» Exercise directions
In the entries below, pick out every line that contains the word "loose" and copy each of those lines.

· · ·

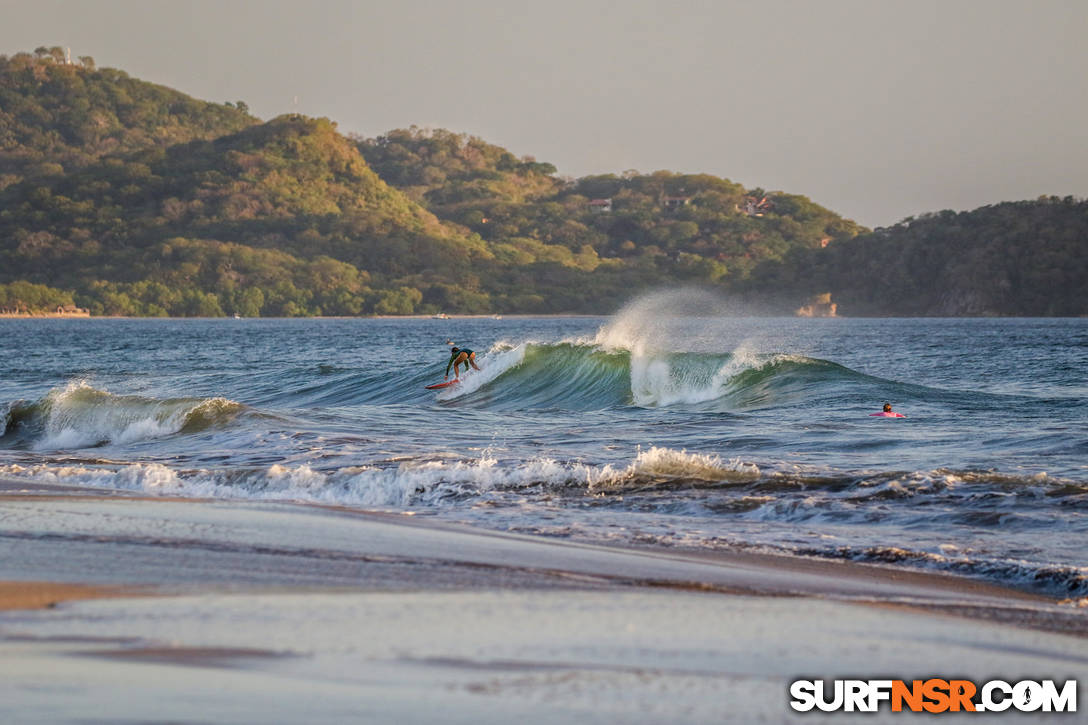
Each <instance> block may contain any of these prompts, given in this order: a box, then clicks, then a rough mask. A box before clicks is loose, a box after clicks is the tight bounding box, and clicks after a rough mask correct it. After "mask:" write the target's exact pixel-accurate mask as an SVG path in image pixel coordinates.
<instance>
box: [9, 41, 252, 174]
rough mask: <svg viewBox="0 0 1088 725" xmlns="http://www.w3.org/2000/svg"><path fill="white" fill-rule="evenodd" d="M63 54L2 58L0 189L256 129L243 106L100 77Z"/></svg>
mask: <svg viewBox="0 0 1088 725" xmlns="http://www.w3.org/2000/svg"><path fill="white" fill-rule="evenodd" d="M63 58H64V56H63V53H62V52H61V49H60V48H52V49H46V48H39V49H38V51H37V52H36V53H35V54H30V53H17V54H15V56H13V57H11V58H8V57H5V56H0V188H2V187H3V186H8V185H10V184H12V183H15V182H17V181H21V180H22V179H23V177H38V179H48V177H52V176H59V175H61V174H63V173H64V172H66V171H72V170H74V169H78V168H82V167H85V165H87V164H88V163H91V162H94V161H95V160H96V159H98V158H100V157H103V156H108V155H111V153H119V152H124V151H133V150H138V149H146V148H165V147H168V146H172V145H174V144H181V143H185V142H189V140H193V139H197V138H205V139H209V138H217V137H219V136H222V135H223V134H226V133H233V132H236V131H240V130H242V128H245V127H246V126H248V125H250V124H254V123H257V119H255V118H252V116H251V115H249V114H248V113H247V112H246V107H245V103H238V105H232V103H226V105H222V103H208V102H205V101H199V100H196V99H195V98H190V97H189V96H186V95H185V94H182V93H178V91H176V90H173V89H171V88H166V87H164V86H158V85H154V84H151V83H146V82H144V81H137V79H135V78H129V77H128V76H127V75H126V74H125V73H124V72H123V71H118V70H115V69H102V70H96V69H95V62H94V60H92V59H90V58H87V57H84V58H83V59H81V63H79V64H78V65H69V64H65V63H63V62H62V61H63Z"/></svg>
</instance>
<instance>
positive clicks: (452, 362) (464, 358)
mask: <svg viewBox="0 0 1088 725" xmlns="http://www.w3.org/2000/svg"><path fill="white" fill-rule="evenodd" d="M461 365H463V366H465V370H466V371H468V369H469V366H470V365H471V366H472V369H473V370H479V369H480V368H479V367H477V364H475V353H473V352H472V351H470V349H469V348H468V347H457V346H456V345H455V346H454V347H450V348H449V362H447V364H446V380H449V368H450V367H453V368H454V379H455V380H460V379H461V373H460V371H459V370H458V368H459V367H460V366H461Z"/></svg>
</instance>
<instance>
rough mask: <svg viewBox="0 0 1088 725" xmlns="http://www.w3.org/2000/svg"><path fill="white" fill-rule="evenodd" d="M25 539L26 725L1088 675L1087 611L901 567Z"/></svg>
mask: <svg viewBox="0 0 1088 725" xmlns="http://www.w3.org/2000/svg"><path fill="white" fill-rule="evenodd" d="M0 538H2V539H3V544H4V556H3V557H2V558H0V581H2V583H0V610H3V612H2V613H0V702H2V703H3V704H2V705H0V711H4V718H3V720H4V722H20V723H85V722H96V723H104V722H110V723H119V722H126V723H143V722H186V723H189V722H194V723H196V722H200V723H270V722H271V723H300V722H307V723H343V722H391V721H394V720H396V721H397V722H409V723H415V722H420V723H422V722H436V721H438V722H466V723H468V722H473V723H480V722H508V721H509V720H512V718H517V720H519V721H523V722H533V723H535V722H540V723H549V722H599V723H615V722H627V723H632V722H633V723H662V722H693V723H703V722H706V723H709V722H737V723H749V722H790V721H792V720H794V718H796V720H799V722H800V721H805V720H807V721H811V720H814V718H815V720H816V721H817V722H824V721H823V720H821V717H825V716H821V715H813V714H807V715H801V714H798V713H793V712H792V711H791V710H790V708H789V704H788V700H789V698H788V686H789V683H790V681H792V680H793V679H796V678H799V677H801V676H808V677H821V678H833V677H848V676H849V677H858V676H860V677H878V676H894V677H903V678H918V677H923V678H924V677H929V676H940V675H942V674H943V675H949V674H954V675H956V676H962V677H967V678H970V679H974V680H976V681H982V680H986V679H989V678H992V677H996V676H1001V677H1003V678H1005V679H1014V678H1040V677H1055V678H1079V679H1081V680H1083V679H1084V678H1085V677H1086V675H1088V658H1085V656H1084V650H1085V641H1086V640H1085V635H1086V630H1088V627H1086V619H1088V617H1086V616H1085V613H1086V610H1084V609H1080V607H1077V606H1075V605H1074V604H1072V603H1065V604H1060V603H1058V602H1056V601H1055V600H1052V599H1047V598H1043V597H1039V595H1034V594H1027V593H1024V592H1019V591H1015V590H1010V589H1005V588H1002V587H997V586H992V585H987V583H982V582H978V581H974V580H968V579H963V578H957V577H951V576H941V575H930V574H924V573H910V572H903V570H894V569H891V568H885V567H879V566H866V565H858V564H846V563H840V562H826V561H818V560H809V558H800V557H791V556H779V555H771V554H756V553H751V552H721V553H706V552H702V553H698V554H694V553H687V552H683V551H679V550H666V549H655V550H641V549H616V548H607V546H597V545H585V544H579V543H571V542H569V541H557V540H549V539H544V538H533V537H524V536H517V534H508V533H502V532H495V531H482V530H477V529H472V528H468V527H461V526H454V525H449V524H442V523H438V521H435V520H429V519H428V517H420V516H411V515H406V514H382V513H367V512H361V511H354V509H349V508H343V507H327V506H324V507H323V506H313V505H296V504H284V503H276V504H261V503H239V502H222V501H219V502H213V501H197V500H169V499H150V497H128V496H125V495H122V494H120V493H114V492H109V491H95V492H92V493H91V492H86V493H84V492H73V491H72V490H63V488H62V487H60V488H59V487H49V488H46V487H33V488H27V487H26V486H25V484H18V483H9V484H5V486H4V492H3V494H2V497H0ZM88 713H95V715H94V716H92V717H91V718H89V720H88ZM904 716H905V717H907V718H908V720H910V715H904V714H902V713H894V714H893V713H890V712H882V713H880V714H878V715H876V716H871V715H867V716H866V718H867V722H886V721H889V722H890V721H892V720H897V721H898V720H902V718H903V717H904ZM964 717H967V715H964ZM954 718H955V716H953V720H954ZM977 720H978V718H974V721H973V722H977ZM1003 720H1011V721H1012V722H1017V721H1018V720H1023V721H1024V722H1036V721H1034V720H1031V718H1030V717H1028V716H1027V715H1024V716H1023V717H1021V716H1018V715H1016V714H1005V716H1004V717H1003ZM826 722H838V721H837V718H836V717H833V716H826Z"/></svg>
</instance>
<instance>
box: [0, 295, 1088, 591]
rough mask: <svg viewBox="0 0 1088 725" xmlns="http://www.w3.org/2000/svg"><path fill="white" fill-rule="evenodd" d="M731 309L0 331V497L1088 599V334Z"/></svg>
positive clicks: (1063, 331) (146, 323)
mask: <svg viewBox="0 0 1088 725" xmlns="http://www.w3.org/2000/svg"><path fill="white" fill-rule="evenodd" d="M734 312H735V311H734V310H732V309H730V308H729V306H728V304H726V303H724V302H721V300H718V299H716V298H713V297H709V296H707V295H704V294H702V293H694V292H687V293H669V294H662V295H655V296H650V297H645V298H642V299H640V300H636V302H634V303H632V304H631V305H629V306H628V307H627V308H625V309H622V310H620V311H619V312H617V314H616V315H615V316H611V317H608V318H581V317H580V318H510V317H507V318H506V319H500V320H495V319H450V320H431V319H383V320H349V319H335V320H334V319H314V320H258V319H254V320H231V319H222V320H2V321H0V349H2V352H3V359H4V360H5V361H7V364H5V368H4V370H3V373H2V376H0V432H2V437H0V478H3V479H5V480H9V481H16V482H17V481H26V482H28V483H29V482H36V483H55V484H65V486H74V487H82V488H87V489H94V490H121V491H128V492H139V493H141V494H151V495H162V496H197V497H206V499H213V500H223V501H242V502H246V501H292V502H302V503H313V504H333V505H339V506H353V507H360V508H367V509H378V511H392V512H400V513H409V512H410V513H412V514H415V515H417V516H432V517H436V518H441V519H444V520H449V521H460V523H467V524H470V525H473V526H478V527H484V528H492V529H499V530H504V531H516V532H522V533H530V534H537V536H548V537H558V538H564V539H569V540H577V541H592V542H603V543H609V542H611V543H618V544H622V545H653V546H669V548H689V549H696V550H714V549H755V550H768V551H779V552H788V553H792V554H795V555H800V556H816V557H824V558H827V557H831V558H850V560H856V561H865V562H875V563H879V564H882V565H886V566H893V567H915V568H925V569H937V570H945V572H954V573H961V574H965V575H968V576H973V577H978V578H984V579H988V580H992V581H999V582H1002V583H1007V585H1012V586H1016V587H1021V588H1024V589H1028V590H1033V591H1039V592H1042V593H1048V594H1051V595H1058V597H1068V598H1072V599H1074V600H1076V599H1078V598H1085V597H1088V551H1086V549H1085V546H1084V545H1083V543H1081V542H1083V537H1084V534H1085V533H1088V420H1086V414H1085V410H1086V409H1088V406H1086V402H1088V383H1086V382H1085V380H1086V378H1085V374H1084V373H1085V371H1086V370H1088V320H1083V319H1067V320H1055V319H1047V320H1022V319H1018V320H980V319H961V320H934V319H928V320H845V319H825V320H819V319H816V320H808V319H792V318H791V319H784V318H751V317H737V316H735V314H734ZM447 341H452V342H455V343H456V344H459V345H465V346H468V347H471V348H472V349H475V351H477V353H478V361H479V364H480V367H481V370H480V371H474V370H473V371H469V372H467V373H462V380H461V382H460V384H458V385H456V386H453V388H449V389H445V390H442V391H426V390H424V385H426V384H430V383H434V382H437V381H440V380H441V379H442V374H443V371H444V369H445V365H446V361H447V359H448V348H449V346H448V344H447ZM885 402H890V403H892V404H893V406H894V408H895V409H897V410H899V411H901V413H903V414H905V415H906V418H903V419H875V418H870V417H869V414H870V413H874V411H877V410H879V409H880V406H881V405H882V404H883V403H885Z"/></svg>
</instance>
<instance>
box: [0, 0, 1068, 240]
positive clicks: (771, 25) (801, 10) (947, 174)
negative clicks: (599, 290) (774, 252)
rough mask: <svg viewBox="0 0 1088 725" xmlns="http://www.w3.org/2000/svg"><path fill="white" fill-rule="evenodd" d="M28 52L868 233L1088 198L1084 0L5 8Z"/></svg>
mask: <svg viewBox="0 0 1088 725" xmlns="http://www.w3.org/2000/svg"><path fill="white" fill-rule="evenodd" d="M42 45H44V46H54V45H60V46H65V47H71V48H72V54H73V57H75V56H91V57H94V58H95V60H96V61H97V63H98V64H99V65H109V66H113V67H120V69H123V70H125V71H126V72H128V73H129V74H131V75H134V76H136V77H139V78H144V79H146V81H152V82H156V83H161V84H163V85H168V86H171V87H174V88H177V89H180V90H183V91H185V93H188V94H191V95H193V96H196V97H198V98H201V99H206V100H215V101H226V100H244V101H246V102H247V103H248V105H249V107H250V110H251V111H252V112H255V113H256V114H257V115H259V116H261V118H264V119H268V118H271V116H274V115H276V114H280V113H285V112H290V111H295V110H297V111H298V112H301V113H306V114H309V115H324V116H329V118H331V119H332V120H334V121H336V122H338V123H339V127H341V130H342V131H344V132H356V133H360V134H363V135H366V136H376V135H379V134H382V133H384V132H386V131H388V130H392V128H397V127H405V126H408V125H411V124H416V125H420V126H438V127H445V128H449V130H453V131H457V132H467V133H470V134H473V135H477V136H481V137H482V138H484V139H485V140H487V142H491V143H494V144H498V145H500V146H505V147H507V148H509V149H510V150H511V151H514V152H515V153H517V155H519V156H523V155H531V156H534V157H536V158H537V159H539V160H542V161H551V162H552V163H554V164H556V165H557V167H558V168H559V172H560V173H562V174H570V175H573V176H581V175H585V174H590V173H608V172H620V171H623V170H627V169H636V170H639V171H642V172H651V171H655V170H658V169H668V170H671V171H679V172H707V173H713V174H716V175H720V176H726V177H728V179H731V180H733V181H735V182H740V183H742V184H744V185H745V186H750V187H751V186H763V187H764V188H767V189H782V191H787V192H791V193H795V194H804V195H806V196H808V197H811V198H812V199H813V200H815V201H816V202H818V204H821V205H824V206H827V207H829V208H831V209H833V210H834V211H838V212H840V213H842V214H844V216H846V217H850V218H853V219H855V220H857V221H860V222H862V223H863V224H866V225H869V226H878V225H886V224H890V223H893V222H895V221H899V220H900V219H902V218H904V217H907V216H911V214H915V213H919V212H924V211H936V210H940V209H957V210H959V209H970V208H975V207H978V206H981V205H985V204H991V202H996V201H1001V200H1010V199H1027V198H1035V197H1037V196H1039V195H1041V194H1055V195H1059V196H1065V195H1070V194H1072V195H1075V196H1078V197H1083V196H1088V2H1086V1H1084V0H1030V1H1029V0H1023V1H1011V0H972V1H968V0H903V1H901V2H882V1H880V0H856V1H855V0H824V1H809V2H803V1H800V0H792V1H791V0H762V1H761V0H746V1H744V2H738V1H733V0H719V1H716V2H715V1H709V2H689V1H683V0H668V1H659V2H657V1H651V0H627V1H616V2H605V1H598V0H535V1H533V2H519V1H517V0H506V1H502V0H494V1H493V0H465V1H459V2H440V1H432V2H421V1H418V0H382V1H376V0H355V1H353V0H310V1H308V2H301V1H292V0H268V1H263V2H259V1H250V0H246V1H242V0H213V1H205V0H197V1H185V0H173V1H171V2H162V1H158V0H139V1H134V0H86V1H76V0H70V1H57V0H33V1H27V0H17V1H16V0H0V53H4V54H9V56H10V54H13V53H15V52H18V51H23V50H26V51H33V50H34V48H36V47H38V46H42ZM296 97H297V105H296V101H295V99H296Z"/></svg>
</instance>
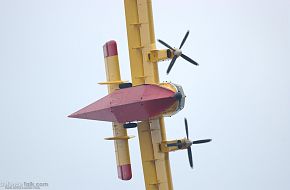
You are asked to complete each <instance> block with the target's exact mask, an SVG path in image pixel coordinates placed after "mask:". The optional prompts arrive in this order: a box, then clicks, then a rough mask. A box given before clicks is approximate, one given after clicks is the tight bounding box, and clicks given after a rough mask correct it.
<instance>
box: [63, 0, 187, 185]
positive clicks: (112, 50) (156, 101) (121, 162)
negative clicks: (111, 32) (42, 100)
mask: <svg viewBox="0 0 290 190" xmlns="http://www.w3.org/2000/svg"><path fill="white" fill-rule="evenodd" d="M124 5H125V13H126V27H127V36H128V47H129V55H130V67H131V80H132V83H127V82H126V81H122V80H121V75H120V69H119V59H118V50H117V44H116V42H115V41H109V42H107V43H106V44H105V45H104V46H103V51H104V59H105V68H106V78H107V81H106V82H101V83H99V84H103V85H107V86H108V95H107V96H105V97H103V98H101V99H100V100H98V101H96V102H94V103H92V104H90V105H88V106H86V107H85V108H83V109H81V110H79V111H77V112H75V113H73V114H71V115H70V116H69V117H73V118H81V119H91V120H101V121H109V122H112V127H113V137H109V138H105V139H106V140H113V141H114V145H115V154H116V162H117V171H118V177H119V178H120V179H121V180H130V179H131V178H132V169H131V162H130V154H129V146H128V140H129V139H130V138H132V137H131V136H128V134H127V129H128V128H132V127H136V128H137V130H138V136H139V144H140V151H141V158H142V165H143V173H144V181H145V187H146V190H173V185H172V177H171V170H170V162H169V152H171V151H175V150H178V149H186V148H188V147H189V146H191V144H192V142H190V141H189V140H188V139H181V140H173V141H167V140H166V130H165V124H164V117H165V116H172V115H174V114H176V113H177V112H178V111H180V110H181V109H183V107H184V103H185V95H184V92H183V89H182V87H181V86H180V85H176V84H173V83H160V81H159V74H158V64H157V63H158V62H159V61H163V60H167V59H176V57H175V58H174V56H177V54H176V52H177V53H179V54H180V55H181V51H177V50H174V49H172V48H171V49H164V50H157V49H156V44H155V43H156V40H155V33H154V23H153V14H152V2H151V0H124ZM187 35H188V34H187ZM183 43H184V42H183ZM175 51H176V52H175ZM179 54H178V56H179ZM132 122H135V123H133V124H134V125H130V124H132ZM126 126H127V127H126ZM168 143H171V145H172V146H171V147H169V146H167V145H168Z"/></svg>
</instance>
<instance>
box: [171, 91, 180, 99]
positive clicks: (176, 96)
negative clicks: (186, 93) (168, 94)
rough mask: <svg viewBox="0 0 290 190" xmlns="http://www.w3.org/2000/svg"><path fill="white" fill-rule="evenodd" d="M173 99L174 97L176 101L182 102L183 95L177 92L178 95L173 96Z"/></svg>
mask: <svg viewBox="0 0 290 190" xmlns="http://www.w3.org/2000/svg"><path fill="white" fill-rule="evenodd" d="M173 97H174V98H175V99H176V100H181V98H182V94H181V92H176V93H175V94H174V95H173Z"/></svg>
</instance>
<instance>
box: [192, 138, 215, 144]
mask: <svg viewBox="0 0 290 190" xmlns="http://www.w3.org/2000/svg"><path fill="white" fill-rule="evenodd" d="M210 141H211V139H204V140H197V141H192V144H202V143H208V142H210Z"/></svg>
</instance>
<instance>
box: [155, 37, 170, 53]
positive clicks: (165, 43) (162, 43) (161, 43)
mask: <svg viewBox="0 0 290 190" xmlns="http://www.w3.org/2000/svg"><path fill="white" fill-rule="evenodd" d="M158 42H160V43H161V44H162V45H164V46H166V47H167V48H169V49H171V50H172V51H174V49H173V48H172V47H171V46H170V45H168V44H167V43H166V42H164V41H162V40H160V39H158Z"/></svg>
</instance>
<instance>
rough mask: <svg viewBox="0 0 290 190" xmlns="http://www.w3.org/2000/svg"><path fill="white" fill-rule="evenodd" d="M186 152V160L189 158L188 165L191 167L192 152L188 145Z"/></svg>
mask: <svg viewBox="0 0 290 190" xmlns="http://www.w3.org/2000/svg"><path fill="white" fill-rule="evenodd" d="M187 154H188V160H189V164H190V167H191V168H193V160H192V152H191V148H190V147H188V148H187Z"/></svg>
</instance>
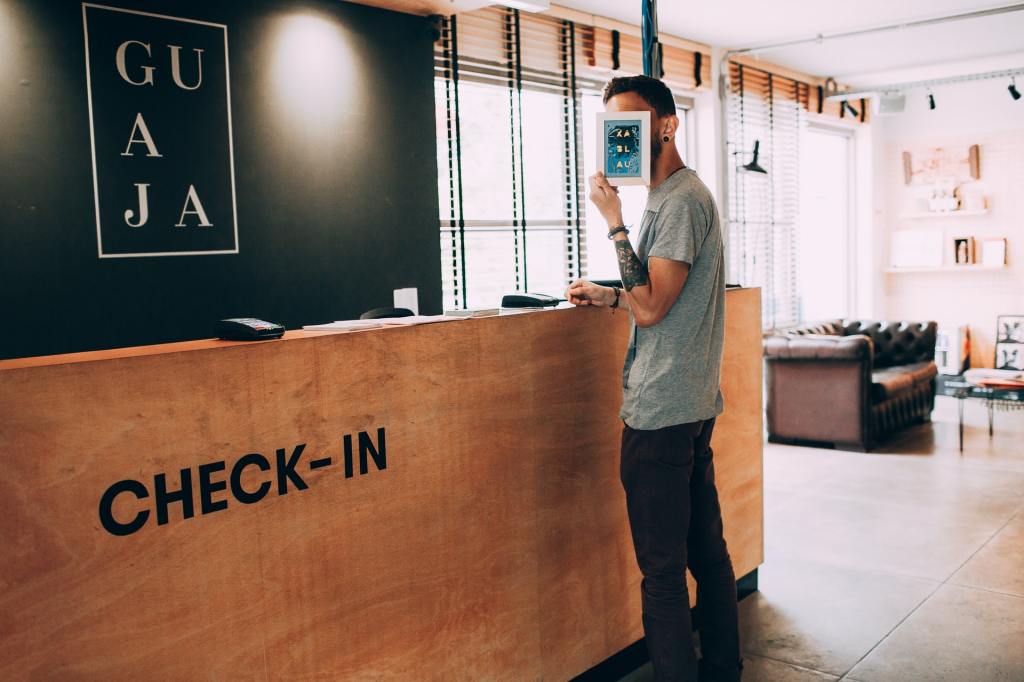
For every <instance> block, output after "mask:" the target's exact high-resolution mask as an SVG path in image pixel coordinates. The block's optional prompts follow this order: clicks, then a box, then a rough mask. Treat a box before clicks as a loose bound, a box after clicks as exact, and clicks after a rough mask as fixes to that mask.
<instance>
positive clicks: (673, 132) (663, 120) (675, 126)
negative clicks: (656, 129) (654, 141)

· · ·

» Answer to the exercise
Each <instance> block may contain any of these prompts, given in this order: a box, then clicks, then a rough mask. A box before clicks is loose, a box after clicks is the tight bounding box, and clicks after a rough mask correct it. After "mask:" write the target's exact pixel-accurate mask as an SVG path in image pixel coordinates.
For every <instance> block, output after "mask:" the target's exact high-resolution mask as an SVG path in image pixel coordinates. The block's optional prompts follow this order: clicks, then a box, then a rough mask. Treat a box before clicks as a loose bound, a box after clicks as exact, and clicks after a rough mask as fixes to that mask.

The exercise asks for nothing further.